Exercise materials →
╔══

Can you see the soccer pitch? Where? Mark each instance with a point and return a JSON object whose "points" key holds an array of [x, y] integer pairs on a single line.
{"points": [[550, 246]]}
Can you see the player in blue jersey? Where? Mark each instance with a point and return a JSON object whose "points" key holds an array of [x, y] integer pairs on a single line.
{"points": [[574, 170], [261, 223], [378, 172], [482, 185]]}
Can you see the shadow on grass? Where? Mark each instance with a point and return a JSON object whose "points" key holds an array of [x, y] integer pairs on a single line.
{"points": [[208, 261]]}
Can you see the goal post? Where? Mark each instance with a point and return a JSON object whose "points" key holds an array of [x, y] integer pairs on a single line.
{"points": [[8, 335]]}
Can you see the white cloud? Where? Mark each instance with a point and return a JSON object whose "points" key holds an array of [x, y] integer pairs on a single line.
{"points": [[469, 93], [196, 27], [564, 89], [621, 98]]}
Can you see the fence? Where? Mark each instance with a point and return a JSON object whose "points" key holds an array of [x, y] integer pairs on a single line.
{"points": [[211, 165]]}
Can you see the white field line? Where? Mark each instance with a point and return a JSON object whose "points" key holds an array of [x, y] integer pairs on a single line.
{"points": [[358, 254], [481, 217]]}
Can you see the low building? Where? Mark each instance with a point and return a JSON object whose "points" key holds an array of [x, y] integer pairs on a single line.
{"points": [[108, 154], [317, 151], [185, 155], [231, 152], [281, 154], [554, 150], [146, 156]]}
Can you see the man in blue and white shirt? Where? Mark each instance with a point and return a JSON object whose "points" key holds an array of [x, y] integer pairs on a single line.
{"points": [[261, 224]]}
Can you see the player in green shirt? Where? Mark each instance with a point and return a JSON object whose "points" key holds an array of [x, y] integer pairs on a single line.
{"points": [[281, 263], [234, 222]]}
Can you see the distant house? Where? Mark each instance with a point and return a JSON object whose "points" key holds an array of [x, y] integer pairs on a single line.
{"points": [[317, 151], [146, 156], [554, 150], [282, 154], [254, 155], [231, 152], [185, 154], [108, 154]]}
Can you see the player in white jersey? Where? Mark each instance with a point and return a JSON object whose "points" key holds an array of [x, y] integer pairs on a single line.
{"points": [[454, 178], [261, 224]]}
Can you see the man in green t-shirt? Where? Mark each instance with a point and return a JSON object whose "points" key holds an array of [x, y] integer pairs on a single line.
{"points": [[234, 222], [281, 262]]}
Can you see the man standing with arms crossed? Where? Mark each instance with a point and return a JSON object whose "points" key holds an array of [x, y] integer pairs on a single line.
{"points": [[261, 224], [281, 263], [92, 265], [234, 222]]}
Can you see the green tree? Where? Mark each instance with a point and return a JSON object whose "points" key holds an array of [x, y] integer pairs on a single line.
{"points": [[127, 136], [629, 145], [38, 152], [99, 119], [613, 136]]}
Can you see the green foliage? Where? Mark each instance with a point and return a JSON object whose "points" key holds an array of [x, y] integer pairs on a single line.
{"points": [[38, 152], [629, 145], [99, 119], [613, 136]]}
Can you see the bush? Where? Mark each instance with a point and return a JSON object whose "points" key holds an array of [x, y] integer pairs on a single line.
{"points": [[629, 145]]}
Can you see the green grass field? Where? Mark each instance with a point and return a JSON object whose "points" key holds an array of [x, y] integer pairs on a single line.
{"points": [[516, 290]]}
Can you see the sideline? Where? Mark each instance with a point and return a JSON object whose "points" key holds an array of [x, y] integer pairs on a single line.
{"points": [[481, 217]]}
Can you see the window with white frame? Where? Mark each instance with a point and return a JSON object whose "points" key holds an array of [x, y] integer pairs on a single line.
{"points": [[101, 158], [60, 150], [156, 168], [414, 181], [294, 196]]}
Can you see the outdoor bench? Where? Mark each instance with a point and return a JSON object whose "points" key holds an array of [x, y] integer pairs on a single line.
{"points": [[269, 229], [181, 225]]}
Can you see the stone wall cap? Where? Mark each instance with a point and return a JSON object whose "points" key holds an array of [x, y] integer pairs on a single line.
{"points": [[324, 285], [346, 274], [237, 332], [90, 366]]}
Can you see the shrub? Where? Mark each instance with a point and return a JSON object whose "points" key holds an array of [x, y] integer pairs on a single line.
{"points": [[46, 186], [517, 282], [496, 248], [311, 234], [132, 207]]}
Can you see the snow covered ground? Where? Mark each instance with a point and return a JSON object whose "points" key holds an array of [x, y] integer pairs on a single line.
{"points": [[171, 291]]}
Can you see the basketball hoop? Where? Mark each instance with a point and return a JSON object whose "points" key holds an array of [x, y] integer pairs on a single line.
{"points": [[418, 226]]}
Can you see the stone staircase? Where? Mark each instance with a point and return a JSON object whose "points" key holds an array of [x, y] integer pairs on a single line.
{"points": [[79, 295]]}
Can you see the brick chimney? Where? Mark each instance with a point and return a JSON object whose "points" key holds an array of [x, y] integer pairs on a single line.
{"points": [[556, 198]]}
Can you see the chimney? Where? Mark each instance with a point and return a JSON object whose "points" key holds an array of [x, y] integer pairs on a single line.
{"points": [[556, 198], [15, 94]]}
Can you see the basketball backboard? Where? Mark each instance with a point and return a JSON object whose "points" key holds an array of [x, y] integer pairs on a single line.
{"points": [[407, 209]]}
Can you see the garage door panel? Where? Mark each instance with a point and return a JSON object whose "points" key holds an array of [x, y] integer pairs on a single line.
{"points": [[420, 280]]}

╚══

Work request →
So that nothing is lost, please reproduce each entry exactly as written.

Written response →
Can you see the soccer pitch? Where? Mark each instance with a point and return a JSON object whose "points" key holds an array of [x, y] integer pairs on a single line.
{"points": [[550, 246]]}
Can you see the player in blue jersey? Where? Mark each instance with a point and return a JSON object whose "points" key holds an array of [x, y] integer pairs on a single line.
{"points": [[574, 170], [261, 223], [378, 172], [482, 185]]}
Can you see the shadow on grass? Where? Mark each instance with a point and return a JSON object whose "points" key holds an array of [x, y] integer pairs on a single line.
{"points": [[208, 261]]}
Can you see the goal post? Where? Mark each instance with a point and return a JSON object whose "points" key holds an array of [x, y] integer pairs on a single line.
{"points": [[8, 335]]}
Can you see the white cloud? Where? Mark each instance with a point and return a JSON object whose "points" key holds an array of [x, y] integer pairs on a single line.
{"points": [[469, 93], [196, 27], [564, 89], [621, 98]]}
Can you see the fence? Where? Mark each instance with a point and return a JSON object whose "points" key holds an array of [x, y] integer pairs on a single line.
{"points": [[211, 165]]}
Can you see the white field line? Where? Mark each instance with a point and return a JSON object whose "points" key holds an array of [x, y] integer pairs on a single line.
{"points": [[358, 254], [481, 217]]}
Can you see the low building? Where? Mark each instance with a point and return a JSON object whose "points" key holds an array of [x, y] integer pairs on a single line.
{"points": [[108, 154], [317, 151], [185, 155], [231, 152], [281, 154], [554, 150], [146, 156]]}
Can you see the man in blue and white shirt? Where? Mark each instance with a point and return a JSON object whose "points" key holds an array of [x, y] integer pairs on a single line.
{"points": [[261, 224]]}
Can you see the player in green shirt? Where? Mark each instance with a point and return a JSON object whose "points" key holds an array of [x, y] integer pairs on a single line.
{"points": [[281, 263], [234, 222]]}
Can you see the distant house? Where? Mark each instance with a point and return a JSON object whose "points" key holds an array of [x, y] integer pairs on a single line.
{"points": [[317, 151], [146, 156], [554, 150], [282, 154], [254, 155], [231, 152], [185, 154], [108, 154]]}
Can you see the player in white jersey? Where? Mark each instance with a point and return a JSON object whose "points" key holds an array of [x, y] integer pairs on a single line.
{"points": [[454, 178], [261, 224]]}
Can you see the man in green t-shirt? Where? Mark each instance with a point and return a JSON object whose "points" key holds an array of [x, y] integer pairs on a single line.
{"points": [[234, 222], [281, 262]]}
Can you see the man standing with arms crossed? Where? Mark each instance with a point and return a JSON object whose "points" key holds an array of [x, y] integer pairs on a single line.
{"points": [[261, 224], [281, 263], [92, 265], [234, 222]]}
Can you see the green tree? Where? Mark each instance with a point and return a JSON object whose "points" key holds an array of [x, y] integer pairs on a single line.
{"points": [[127, 136], [629, 145], [38, 152], [99, 119], [613, 136]]}
Can you see the green foliage? Where? Mark each instance with a point and return a JSON object whose "points" key holds an array of [x, y] integer pairs on a single line.
{"points": [[38, 152], [629, 145], [99, 119], [613, 136]]}
Can you see the bush? Where? Mark each instance with a point and return a JSON object whose "points" key holds an array of [x, y] integer pairs on a single line.
{"points": [[629, 145]]}
Can you see the green grass field? Where? Mark each instance with a point and return a JSON object whose "points" key holds an array of [x, y] integer pairs on a single line.
{"points": [[516, 290]]}
Can you see the sideline? Where? Mark each instance with a point and return a JSON object whose "points" key holds an array of [x, y] integer pairs on a single line.
{"points": [[481, 217]]}
Can you see the window with white frame? Where? Mark each instance with a point and return a JSON object whose "points" key holds an array of [x, y] integer pairs on a single line.
{"points": [[101, 158], [60, 150], [156, 168], [414, 181], [294, 196]]}
Can you see the outdoor bench? Where? Mark each instance with a point and return a JSON object whose "points" key holds an array of [x, y] integer pairs on a single line.
{"points": [[269, 229], [181, 225]]}
Can you see the stone wall cap? Where? Mark each instance with a point and return a JSON object whose "points" key holds an array of [x, y] integer pairs on a single line.
{"points": [[324, 285], [346, 274], [237, 332], [90, 366]]}
Can you see the shrub? Where? Mark each instance with a point and return a JSON object whose "points" key holds an array of [x, y] integer pairs on a single line.
{"points": [[46, 186], [517, 282], [496, 248], [311, 234], [132, 207]]}
Can you see the snow covered ground? Where? Mark each instance with a point and return a JSON object whose "points" key holds an array of [x, y] integer pairs on a single line.
{"points": [[171, 291]]}
Can you see the basketball hoop? Where? Mark each instance with a point and return a JSON object whose "points" key holds an array of [x, y] integer pairs on a single line.
{"points": [[418, 226]]}
Can you see the stone staircase? Where? Mark each instance with a point and return a JSON object whose "points" key holds an array of [x, y] integer pairs on a single line.
{"points": [[79, 295]]}
Can you see the brick chimney? Where? Mark each instance with a point and return a JSON object whose "points" key holds an array of [x, y] integer pairs on a single line.
{"points": [[556, 198]]}
Can you see the chimney? Where? Mark each instance with a point and return a JSON object whose "points" key holds an array of [x, y] integer pairs on a single line.
{"points": [[556, 198], [15, 94]]}
Can you see the basketball backboard? Where? Mark each instance with a point and return a JSON object whose "points" key holds an array of [x, y] integer pairs on a single line.
{"points": [[407, 209]]}
Can you see the garage door panel? Where? Mark each instance with a point and return a JSON object whose "points" key holds an array of [x, y] integer pairs on a single line.
{"points": [[420, 280]]}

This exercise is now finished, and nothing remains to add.